→ GIVEN TASK: Copy out the material below line for line, without changing a single character.

→ DATA ENTRIES:
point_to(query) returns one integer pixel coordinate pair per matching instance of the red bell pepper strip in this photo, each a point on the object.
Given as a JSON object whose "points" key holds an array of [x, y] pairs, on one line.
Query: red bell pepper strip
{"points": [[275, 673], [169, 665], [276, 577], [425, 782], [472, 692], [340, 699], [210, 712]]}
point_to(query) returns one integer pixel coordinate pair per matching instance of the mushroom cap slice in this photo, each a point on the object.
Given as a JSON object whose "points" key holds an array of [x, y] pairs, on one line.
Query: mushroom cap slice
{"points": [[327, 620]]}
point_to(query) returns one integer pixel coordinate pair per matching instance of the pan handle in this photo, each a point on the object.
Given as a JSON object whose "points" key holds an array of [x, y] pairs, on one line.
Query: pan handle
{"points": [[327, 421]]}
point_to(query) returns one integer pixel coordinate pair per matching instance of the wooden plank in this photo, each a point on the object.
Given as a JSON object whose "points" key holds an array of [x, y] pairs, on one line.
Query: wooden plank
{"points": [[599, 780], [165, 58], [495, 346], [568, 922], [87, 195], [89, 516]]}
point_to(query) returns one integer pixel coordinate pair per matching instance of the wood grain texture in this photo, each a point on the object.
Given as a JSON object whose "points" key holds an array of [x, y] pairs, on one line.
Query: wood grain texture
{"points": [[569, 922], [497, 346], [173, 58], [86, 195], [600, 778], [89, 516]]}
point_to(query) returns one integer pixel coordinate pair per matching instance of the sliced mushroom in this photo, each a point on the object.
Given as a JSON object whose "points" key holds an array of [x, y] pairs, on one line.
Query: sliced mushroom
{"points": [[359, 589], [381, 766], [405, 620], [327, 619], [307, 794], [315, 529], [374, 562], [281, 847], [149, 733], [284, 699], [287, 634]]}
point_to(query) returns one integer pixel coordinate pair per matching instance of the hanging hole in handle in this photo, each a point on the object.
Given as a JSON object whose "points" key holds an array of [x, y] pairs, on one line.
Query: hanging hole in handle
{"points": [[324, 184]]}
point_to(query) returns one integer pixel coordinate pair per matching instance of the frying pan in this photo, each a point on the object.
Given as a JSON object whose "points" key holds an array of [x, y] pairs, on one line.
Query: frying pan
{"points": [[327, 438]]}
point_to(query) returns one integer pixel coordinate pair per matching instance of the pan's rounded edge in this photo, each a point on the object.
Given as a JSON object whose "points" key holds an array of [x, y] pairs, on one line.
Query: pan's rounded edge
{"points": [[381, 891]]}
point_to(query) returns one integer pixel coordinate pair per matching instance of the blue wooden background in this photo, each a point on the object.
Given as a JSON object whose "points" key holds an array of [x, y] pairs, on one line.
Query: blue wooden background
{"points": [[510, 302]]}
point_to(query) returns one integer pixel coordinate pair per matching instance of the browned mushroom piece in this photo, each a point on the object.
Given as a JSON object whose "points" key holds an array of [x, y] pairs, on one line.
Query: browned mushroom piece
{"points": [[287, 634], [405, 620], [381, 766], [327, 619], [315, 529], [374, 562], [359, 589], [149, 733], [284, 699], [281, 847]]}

→ SOLUTION:
point_to(query) returns one integer pixel coordinate pair per matching instance of the red bell pepper strip in this photo, each a point on the object.
Given as a JSON object whose "points" key holds an array of [x, y] pairs, on one line.
Query: red bell pepper strip
{"points": [[275, 673], [169, 665], [276, 577], [425, 782], [472, 692], [340, 699], [210, 712]]}
point_to(query) returns one integer pixel coordinate pair per matching instance of the mushroom cap slice in this photo, each a point on the object.
Given as a JSON object whose "points" key holds an array of [x, y] pairs, on one line.
Query: mushroom cap slice
{"points": [[327, 620]]}
point_to(query) returns one integer pixel coordinate pair per matching instance of the pan handle in this photo, each a point on the object.
Given as a JSON object whose "points" key holds an array of [x, y] pairs, on one line.
Query: pan handle
{"points": [[327, 421]]}
point_to(query) returns one integer pixel coordinate pair per matching instance of the wooden plank in this photo, each a point on the object.
Given as a JSON object whose "points" key holds an array of [x, y] pairs, on one line.
Query: wooden plank
{"points": [[599, 780], [165, 58], [495, 346], [568, 922], [87, 195], [89, 516]]}
point_to(query) returns one integer pixel coordinate pair per matching instance of the wood grain texture in this photo, each a point on the object.
Given as a JSON object whose "points" key holds an array of [x, y] pairs, on one line.
Query: wood grain texture
{"points": [[569, 922], [497, 346], [173, 58], [86, 195], [600, 778], [89, 516]]}
point_to(query) returns one integer pixel coordinate pair per matching instance of the sliced mushroom in this photo, each a point on the object.
Given as a JSON object whose "points" key holds an array of [x, y] pairs, on one line.
Query: sliced mushroom
{"points": [[359, 589], [381, 766], [405, 620], [327, 619], [307, 794], [315, 529], [374, 562], [281, 847], [149, 733], [284, 699], [287, 634]]}
point_to(query) returns one integer pixel coordinate pair per matching instance of the hanging hole in handle in this photo, each a point on the object.
Given as a JSON object whose "points" key holds an array of [x, y] pairs, on one line.
Query: hanging hole in handle
{"points": [[324, 184]]}
point_to(query) returns one integer pixel coordinate pair per matching instance of the frying pan in this photo, each a point on the object.
Given as a JSON object whose "points" key holds an array of [x, y] pairs, on one line.
Query: frying pan
{"points": [[327, 438]]}
point_to(query) returns one integer pixel coordinate pair per matching instance of the pan's rounded edge in this photo, each a point on the object.
Given as a JSON object whose "points" key holds an array of [x, y] pairs, on one line.
Query: pan's rounded edge
{"points": [[381, 891]]}
point_to(query) returns one integer pixel coordinate pair per matching instance of the blue wooden background in this photo, each a point on the object.
Given as a JSON object whose "points" key holds an array of [x, y] pairs, on one line.
Query: blue wooden background
{"points": [[510, 302]]}
point_to(query) returns one integer pixel coordinate pair per matching instance of the browned mushroom piece in this photo, each a point on the object.
Given as a JSON object whose "points" key holds an array of [x, y] pairs, on one line.
Query: browned mushroom piece
{"points": [[287, 634], [405, 620], [381, 766], [327, 619], [315, 529], [374, 562], [359, 589], [149, 733], [284, 699], [281, 847]]}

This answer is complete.